EXERCISE INPUT ::

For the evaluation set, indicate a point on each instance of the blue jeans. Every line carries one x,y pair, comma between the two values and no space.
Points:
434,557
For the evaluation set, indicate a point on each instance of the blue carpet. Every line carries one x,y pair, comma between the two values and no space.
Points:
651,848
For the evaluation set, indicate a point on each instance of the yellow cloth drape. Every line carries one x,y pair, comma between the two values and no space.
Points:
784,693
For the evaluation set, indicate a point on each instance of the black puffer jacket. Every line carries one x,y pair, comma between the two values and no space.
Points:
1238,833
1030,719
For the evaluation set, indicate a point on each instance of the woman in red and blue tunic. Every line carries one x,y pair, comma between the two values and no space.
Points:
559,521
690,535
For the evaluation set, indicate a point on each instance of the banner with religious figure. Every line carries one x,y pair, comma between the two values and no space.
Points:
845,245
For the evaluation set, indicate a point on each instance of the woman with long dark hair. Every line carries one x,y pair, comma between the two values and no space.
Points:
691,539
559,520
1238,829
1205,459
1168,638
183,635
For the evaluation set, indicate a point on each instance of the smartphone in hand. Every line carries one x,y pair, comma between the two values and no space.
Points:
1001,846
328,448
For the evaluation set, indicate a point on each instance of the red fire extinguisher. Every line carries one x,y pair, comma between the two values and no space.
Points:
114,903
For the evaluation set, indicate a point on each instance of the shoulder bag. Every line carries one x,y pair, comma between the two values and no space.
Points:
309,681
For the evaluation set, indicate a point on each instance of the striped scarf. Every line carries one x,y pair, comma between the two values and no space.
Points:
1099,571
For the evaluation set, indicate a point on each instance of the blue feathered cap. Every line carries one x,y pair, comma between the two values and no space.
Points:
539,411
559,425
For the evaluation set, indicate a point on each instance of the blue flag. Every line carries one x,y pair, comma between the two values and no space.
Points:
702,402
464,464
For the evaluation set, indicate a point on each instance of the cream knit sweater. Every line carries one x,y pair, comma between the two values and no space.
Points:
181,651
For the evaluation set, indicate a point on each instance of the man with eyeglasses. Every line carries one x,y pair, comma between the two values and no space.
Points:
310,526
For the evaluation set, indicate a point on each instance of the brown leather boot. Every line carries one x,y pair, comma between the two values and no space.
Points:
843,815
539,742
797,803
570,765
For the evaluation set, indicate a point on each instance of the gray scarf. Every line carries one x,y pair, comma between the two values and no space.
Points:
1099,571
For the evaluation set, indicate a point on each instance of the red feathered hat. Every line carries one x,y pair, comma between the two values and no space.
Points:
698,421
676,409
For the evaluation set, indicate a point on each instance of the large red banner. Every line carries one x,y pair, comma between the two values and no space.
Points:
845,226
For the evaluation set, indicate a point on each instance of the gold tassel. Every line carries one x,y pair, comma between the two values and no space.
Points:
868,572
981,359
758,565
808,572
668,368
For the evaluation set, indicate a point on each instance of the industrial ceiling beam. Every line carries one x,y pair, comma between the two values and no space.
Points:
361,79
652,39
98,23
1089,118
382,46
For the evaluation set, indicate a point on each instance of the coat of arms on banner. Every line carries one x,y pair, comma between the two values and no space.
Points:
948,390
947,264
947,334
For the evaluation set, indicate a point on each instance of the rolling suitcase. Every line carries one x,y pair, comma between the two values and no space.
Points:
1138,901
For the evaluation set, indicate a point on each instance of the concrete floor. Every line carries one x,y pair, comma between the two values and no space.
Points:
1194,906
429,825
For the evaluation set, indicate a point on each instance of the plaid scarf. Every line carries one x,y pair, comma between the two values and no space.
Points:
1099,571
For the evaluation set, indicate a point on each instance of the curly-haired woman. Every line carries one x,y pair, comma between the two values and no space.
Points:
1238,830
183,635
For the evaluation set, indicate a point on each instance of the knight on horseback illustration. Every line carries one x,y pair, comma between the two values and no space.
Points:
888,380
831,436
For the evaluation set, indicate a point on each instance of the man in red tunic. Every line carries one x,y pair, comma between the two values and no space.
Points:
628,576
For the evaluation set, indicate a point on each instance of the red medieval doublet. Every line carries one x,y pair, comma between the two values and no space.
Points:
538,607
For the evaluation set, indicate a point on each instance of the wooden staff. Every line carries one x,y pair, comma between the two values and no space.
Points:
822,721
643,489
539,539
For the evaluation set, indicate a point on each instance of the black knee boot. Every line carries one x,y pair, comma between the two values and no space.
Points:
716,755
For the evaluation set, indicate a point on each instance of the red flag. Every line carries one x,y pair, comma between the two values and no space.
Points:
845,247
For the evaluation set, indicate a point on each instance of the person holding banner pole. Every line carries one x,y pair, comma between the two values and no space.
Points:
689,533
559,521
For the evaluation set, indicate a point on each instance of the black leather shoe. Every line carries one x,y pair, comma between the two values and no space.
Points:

WHAT TO DO ::
Rewrite the part of the items that opens with the line containing "the black knee" and closes at the end of the items, changing "evaluation set" to "validation set" and leaving everything else unchanged.

RESPONSE TO THIS TASK ::
For the validation set, indicate a point on each instance of the black knee boot. Every line carries one x,y pair, comma between the two values and no space.
Points:
716,755
For the validation set, indicate a point on each instance of the red flag. Every line carries one x,y pair, comma between the two values and no space.
Points:
845,247
For the validation set, indicate a point on each instance of the person holding banner pole. Every line carries one x,y pair, comma between the two values and no space.
Points:
689,533
559,521
For the validation set, indicate a point on each instance of the black leather shoe. Every line carries one x,y pair, comma between the two values and no space.
Points:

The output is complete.